# TEXTE SOURCE:
Le somnambulisme artificiel met l’esprit dans un état semblable. « On annonce à un somnambule6 qu’on est un lion, on en prend quelque peu l’allure en marchant à quatre pattes et en simulant son rugissement. Le magnétisé manifeste alors une violente terreur qui se peint sur tous ses traits, et il donne tous les signes d’une conviction positive. » Quand une personne est hypnotisée, dit le docteur Tuke7, souvent « on lui fait croire par suggestion qu’elle voit un individu absent… De même on peut arriver à lui faire imaginer qu’elle entend jouer sur un instrument de musique un air déterminé, alors qu’il ne se produit aucun son ». La parole évoque dans le patient les images de {p. 21}certaines sensations visuelles ou auditives, et le travail mental qui suit est exactement le même que si les sensations elles-mêmes eussent été éveillées par l’intermédiaire des nerfs.

# MATÉRIEL PRÉSENTÉ:
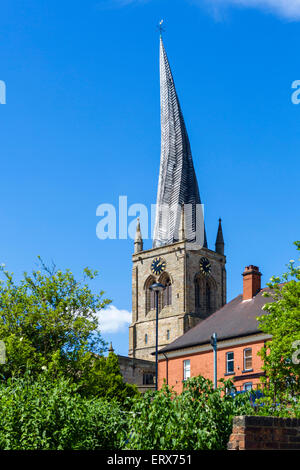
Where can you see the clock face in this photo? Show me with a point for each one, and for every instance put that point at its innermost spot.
==
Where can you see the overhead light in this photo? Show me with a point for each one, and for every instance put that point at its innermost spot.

# OBJECTIF DE L'EXERCICE:
D'après le texte source, que manifeste le magnétisé quand on lui annonce qu'on est un lion ?

# RÉSULTAT ATTENDU:
Une violente terreur, qui se peint sur tous ses traits.